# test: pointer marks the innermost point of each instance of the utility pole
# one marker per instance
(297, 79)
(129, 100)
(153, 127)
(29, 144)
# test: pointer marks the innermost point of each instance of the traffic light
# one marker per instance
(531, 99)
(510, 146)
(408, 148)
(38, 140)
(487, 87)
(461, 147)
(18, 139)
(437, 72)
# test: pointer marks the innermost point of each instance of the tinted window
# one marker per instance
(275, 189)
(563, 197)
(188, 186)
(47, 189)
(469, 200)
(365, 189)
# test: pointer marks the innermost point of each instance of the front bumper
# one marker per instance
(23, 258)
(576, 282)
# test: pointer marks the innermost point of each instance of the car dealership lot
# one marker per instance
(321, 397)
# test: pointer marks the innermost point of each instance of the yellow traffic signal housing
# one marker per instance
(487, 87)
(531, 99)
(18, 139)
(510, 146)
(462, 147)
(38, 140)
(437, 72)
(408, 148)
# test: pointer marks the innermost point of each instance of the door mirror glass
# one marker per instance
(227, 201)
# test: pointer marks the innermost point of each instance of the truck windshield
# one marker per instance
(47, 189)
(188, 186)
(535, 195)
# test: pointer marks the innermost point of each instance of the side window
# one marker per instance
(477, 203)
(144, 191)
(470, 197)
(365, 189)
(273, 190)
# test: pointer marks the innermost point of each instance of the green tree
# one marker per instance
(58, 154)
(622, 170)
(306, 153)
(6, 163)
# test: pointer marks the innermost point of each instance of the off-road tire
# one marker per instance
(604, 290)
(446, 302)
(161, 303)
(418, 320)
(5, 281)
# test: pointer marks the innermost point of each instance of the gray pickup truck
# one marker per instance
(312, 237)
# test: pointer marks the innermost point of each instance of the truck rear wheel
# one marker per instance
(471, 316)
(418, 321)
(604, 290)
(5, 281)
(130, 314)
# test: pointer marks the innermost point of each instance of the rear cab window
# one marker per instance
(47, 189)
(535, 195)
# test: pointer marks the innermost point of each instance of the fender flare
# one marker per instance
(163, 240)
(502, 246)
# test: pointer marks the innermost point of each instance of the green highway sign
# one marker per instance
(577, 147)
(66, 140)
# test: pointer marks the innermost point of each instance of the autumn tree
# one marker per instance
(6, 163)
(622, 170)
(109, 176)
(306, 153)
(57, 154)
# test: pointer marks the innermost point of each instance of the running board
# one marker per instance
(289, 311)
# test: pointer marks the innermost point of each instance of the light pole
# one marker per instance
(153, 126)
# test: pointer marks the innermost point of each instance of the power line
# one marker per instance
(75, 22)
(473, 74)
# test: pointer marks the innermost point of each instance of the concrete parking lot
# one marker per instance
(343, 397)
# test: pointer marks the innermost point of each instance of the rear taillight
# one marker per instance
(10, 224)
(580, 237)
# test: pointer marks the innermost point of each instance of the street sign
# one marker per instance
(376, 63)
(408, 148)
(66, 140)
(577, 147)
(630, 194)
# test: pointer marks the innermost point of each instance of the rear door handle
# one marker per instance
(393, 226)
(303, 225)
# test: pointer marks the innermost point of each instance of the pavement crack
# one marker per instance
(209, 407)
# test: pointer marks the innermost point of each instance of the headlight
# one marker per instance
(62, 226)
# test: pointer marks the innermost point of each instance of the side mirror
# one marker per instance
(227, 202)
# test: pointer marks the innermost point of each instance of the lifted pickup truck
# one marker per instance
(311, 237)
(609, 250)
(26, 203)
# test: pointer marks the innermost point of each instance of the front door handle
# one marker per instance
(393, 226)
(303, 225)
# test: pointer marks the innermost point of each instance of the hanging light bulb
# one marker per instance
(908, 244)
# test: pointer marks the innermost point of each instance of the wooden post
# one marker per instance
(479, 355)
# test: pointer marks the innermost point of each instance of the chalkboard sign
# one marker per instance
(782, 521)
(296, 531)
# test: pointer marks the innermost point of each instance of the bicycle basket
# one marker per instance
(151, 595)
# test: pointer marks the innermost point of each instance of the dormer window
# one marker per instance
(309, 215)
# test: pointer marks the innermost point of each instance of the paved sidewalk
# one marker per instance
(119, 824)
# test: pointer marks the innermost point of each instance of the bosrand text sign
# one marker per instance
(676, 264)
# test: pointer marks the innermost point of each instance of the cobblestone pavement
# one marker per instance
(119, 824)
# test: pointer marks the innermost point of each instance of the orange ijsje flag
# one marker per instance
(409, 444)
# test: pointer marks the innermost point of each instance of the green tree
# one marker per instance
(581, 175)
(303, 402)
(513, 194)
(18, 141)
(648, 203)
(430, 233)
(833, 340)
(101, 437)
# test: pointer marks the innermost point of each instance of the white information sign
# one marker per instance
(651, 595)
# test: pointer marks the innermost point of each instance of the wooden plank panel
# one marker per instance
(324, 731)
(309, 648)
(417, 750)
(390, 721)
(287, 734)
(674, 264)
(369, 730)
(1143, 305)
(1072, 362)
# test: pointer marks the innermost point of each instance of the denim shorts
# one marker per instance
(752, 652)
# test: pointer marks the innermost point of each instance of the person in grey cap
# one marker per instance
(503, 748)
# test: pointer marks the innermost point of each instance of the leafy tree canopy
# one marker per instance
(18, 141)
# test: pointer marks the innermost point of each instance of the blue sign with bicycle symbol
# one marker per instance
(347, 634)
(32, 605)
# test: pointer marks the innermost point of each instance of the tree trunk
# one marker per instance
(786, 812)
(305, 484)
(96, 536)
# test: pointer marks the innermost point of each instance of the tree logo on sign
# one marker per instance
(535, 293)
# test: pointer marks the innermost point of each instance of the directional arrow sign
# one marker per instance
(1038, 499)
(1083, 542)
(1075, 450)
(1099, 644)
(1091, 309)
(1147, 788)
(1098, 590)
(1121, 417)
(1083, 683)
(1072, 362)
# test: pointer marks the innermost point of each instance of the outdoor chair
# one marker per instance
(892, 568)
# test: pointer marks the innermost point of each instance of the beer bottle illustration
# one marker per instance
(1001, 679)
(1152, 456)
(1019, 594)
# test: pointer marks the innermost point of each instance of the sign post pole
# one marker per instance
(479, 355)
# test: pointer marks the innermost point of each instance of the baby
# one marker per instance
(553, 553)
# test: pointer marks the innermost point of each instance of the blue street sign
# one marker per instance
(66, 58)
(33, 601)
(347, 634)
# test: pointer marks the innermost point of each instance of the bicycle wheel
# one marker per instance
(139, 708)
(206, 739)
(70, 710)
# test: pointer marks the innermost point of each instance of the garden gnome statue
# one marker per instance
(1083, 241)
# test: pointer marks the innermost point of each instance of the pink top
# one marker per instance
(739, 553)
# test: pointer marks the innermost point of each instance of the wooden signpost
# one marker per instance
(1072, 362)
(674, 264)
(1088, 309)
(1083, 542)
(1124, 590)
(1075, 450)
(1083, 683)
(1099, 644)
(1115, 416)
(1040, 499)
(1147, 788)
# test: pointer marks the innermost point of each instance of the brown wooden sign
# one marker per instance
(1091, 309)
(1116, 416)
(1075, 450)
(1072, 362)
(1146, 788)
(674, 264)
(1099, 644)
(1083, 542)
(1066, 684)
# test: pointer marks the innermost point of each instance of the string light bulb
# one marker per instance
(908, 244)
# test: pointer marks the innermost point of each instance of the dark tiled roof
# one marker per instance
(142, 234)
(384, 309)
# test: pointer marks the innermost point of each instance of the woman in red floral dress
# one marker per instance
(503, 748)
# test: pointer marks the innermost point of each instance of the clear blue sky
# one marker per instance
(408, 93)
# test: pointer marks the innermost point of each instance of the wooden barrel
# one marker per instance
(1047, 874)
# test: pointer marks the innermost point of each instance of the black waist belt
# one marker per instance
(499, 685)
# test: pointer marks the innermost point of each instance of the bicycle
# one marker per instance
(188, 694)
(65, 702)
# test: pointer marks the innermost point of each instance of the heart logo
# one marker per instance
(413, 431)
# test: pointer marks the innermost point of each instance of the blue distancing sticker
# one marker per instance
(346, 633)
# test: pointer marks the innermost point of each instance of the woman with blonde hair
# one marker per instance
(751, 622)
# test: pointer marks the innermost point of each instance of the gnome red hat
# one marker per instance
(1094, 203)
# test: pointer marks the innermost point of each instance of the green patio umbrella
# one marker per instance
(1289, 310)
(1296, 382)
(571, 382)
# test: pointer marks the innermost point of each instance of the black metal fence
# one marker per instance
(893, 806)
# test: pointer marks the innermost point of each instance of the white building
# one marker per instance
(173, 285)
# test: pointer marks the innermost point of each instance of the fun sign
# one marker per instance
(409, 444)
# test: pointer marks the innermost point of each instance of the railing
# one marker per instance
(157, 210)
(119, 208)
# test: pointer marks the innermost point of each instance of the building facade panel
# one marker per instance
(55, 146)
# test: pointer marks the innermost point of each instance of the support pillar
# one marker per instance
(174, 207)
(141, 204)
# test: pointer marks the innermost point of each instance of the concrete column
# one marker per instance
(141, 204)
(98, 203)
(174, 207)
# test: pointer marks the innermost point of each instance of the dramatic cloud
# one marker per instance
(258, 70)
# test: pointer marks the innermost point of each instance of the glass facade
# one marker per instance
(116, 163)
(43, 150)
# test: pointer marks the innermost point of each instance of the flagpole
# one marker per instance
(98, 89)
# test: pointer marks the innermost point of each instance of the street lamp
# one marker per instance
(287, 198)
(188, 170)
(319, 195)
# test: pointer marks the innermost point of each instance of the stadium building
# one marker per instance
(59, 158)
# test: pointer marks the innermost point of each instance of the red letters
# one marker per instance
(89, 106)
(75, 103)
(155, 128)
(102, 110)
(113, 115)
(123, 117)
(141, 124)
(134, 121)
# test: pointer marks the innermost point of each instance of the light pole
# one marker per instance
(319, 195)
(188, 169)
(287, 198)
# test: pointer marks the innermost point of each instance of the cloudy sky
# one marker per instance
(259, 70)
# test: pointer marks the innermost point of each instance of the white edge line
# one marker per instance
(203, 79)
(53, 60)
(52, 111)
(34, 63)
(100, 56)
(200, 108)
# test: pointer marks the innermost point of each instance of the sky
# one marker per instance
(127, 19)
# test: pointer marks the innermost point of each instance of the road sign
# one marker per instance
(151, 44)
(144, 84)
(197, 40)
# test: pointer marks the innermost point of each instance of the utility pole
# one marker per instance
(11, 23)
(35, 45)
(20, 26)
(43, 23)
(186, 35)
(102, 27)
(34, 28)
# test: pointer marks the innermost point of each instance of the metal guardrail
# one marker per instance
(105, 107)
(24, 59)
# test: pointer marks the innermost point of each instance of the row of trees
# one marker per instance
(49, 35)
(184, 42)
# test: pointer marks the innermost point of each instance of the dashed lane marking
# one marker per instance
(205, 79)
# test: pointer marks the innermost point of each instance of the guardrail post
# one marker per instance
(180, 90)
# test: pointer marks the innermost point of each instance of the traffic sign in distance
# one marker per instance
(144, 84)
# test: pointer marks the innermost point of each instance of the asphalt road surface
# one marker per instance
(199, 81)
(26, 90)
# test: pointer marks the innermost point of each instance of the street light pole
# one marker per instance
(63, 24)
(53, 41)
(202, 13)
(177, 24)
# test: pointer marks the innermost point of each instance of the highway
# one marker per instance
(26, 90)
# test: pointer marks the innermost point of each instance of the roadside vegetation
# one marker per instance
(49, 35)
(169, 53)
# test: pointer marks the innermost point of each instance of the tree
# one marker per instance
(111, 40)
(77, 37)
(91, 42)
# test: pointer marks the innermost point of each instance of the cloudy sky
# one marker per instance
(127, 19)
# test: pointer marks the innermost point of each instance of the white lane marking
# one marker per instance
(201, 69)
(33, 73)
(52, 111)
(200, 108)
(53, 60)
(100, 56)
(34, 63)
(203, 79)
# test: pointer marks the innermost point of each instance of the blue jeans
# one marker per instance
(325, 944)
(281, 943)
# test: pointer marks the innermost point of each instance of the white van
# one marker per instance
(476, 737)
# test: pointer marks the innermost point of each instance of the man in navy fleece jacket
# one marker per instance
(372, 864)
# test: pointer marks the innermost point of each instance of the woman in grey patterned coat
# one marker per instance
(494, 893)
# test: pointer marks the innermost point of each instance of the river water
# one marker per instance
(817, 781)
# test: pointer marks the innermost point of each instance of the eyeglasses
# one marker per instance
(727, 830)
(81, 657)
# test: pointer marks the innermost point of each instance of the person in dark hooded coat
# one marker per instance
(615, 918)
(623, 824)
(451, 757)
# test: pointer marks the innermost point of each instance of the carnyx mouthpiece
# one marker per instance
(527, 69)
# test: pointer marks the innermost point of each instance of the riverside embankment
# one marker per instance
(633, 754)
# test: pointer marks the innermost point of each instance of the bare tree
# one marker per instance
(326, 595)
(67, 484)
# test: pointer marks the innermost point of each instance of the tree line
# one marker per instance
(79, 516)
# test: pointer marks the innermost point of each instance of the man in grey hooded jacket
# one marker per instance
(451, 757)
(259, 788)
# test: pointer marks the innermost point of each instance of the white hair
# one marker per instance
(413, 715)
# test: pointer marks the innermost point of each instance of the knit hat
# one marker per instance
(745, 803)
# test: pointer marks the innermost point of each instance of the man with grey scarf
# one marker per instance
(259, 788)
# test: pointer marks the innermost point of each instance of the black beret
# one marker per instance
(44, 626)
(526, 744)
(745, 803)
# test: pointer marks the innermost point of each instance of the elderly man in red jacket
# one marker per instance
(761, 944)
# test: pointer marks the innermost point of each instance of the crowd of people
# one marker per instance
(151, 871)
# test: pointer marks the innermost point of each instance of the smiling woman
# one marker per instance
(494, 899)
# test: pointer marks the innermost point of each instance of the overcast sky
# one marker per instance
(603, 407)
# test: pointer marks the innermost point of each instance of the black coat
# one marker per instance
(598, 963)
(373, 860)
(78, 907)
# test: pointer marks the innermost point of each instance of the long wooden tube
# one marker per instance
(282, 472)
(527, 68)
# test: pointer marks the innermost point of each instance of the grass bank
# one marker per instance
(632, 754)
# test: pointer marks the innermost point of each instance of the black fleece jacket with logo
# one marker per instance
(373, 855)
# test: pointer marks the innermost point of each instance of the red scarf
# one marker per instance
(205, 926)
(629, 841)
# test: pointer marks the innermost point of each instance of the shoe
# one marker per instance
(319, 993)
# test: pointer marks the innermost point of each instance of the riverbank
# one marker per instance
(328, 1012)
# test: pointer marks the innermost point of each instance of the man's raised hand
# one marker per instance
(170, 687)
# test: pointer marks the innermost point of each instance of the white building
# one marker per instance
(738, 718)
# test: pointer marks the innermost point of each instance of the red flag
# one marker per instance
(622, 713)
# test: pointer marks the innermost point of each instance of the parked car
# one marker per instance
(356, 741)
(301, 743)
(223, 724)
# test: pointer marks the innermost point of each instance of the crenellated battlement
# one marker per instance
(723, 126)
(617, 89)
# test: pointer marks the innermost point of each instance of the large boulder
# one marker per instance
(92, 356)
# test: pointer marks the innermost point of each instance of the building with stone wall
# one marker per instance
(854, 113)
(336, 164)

§ §

▸ **Task prompt**
The lines above from the one with "of the flagpole" through the one with "row of trees" are to be duplicated exactly, ends included, with nothing added.

▸ **Solved exercise**
# test: pointer marks the innermost point of each instance of the flagpole
# one marker per instance
(98, 89)
# test: pointer marks the innermost point of each instance of the street lamp
# one marker per instance
(287, 198)
(188, 170)
(319, 195)
# test: pointer marks the innermost point of each instance of the stadium building
# one marker per instance
(59, 158)
# test: pointer marks the innermost point of each instance of the red letters
# one marker per instance
(89, 106)
(75, 103)
(155, 128)
(102, 110)
(113, 115)
(123, 117)
(141, 124)
(134, 121)
# test: pointer marks the innermost point of each instance of the light pole
# one marker per instance
(319, 195)
(188, 169)
(287, 198)
# test: pointer marks the innermost point of each instance of the cloudy sky
# one marker per instance
(259, 70)
# test: pointer marks the innermost point of each instance of the white edge line
# one marker per instance
(203, 79)
(53, 60)
(52, 111)
(34, 63)
(100, 56)
(200, 108)
# test: pointer marks the innermost point of each instance of the sky
# one marker per instance
(127, 19)
# test: pointer marks the innermost point of each instance of the road sign
# one marker per instance
(151, 44)
(144, 84)
(197, 40)
# test: pointer marks the innermost point of each instance of the utility pole
# one marker per instance
(11, 23)
(35, 45)
(20, 26)
(43, 23)
(186, 35)
(102, 27)
(34, 28)
# test: pointer marks the innermost point of each instance of the metal guardrail
# one marker per instance
(105, 107)
(24, 59)
# test: pointer marks the innermost point of each instance of the row of trees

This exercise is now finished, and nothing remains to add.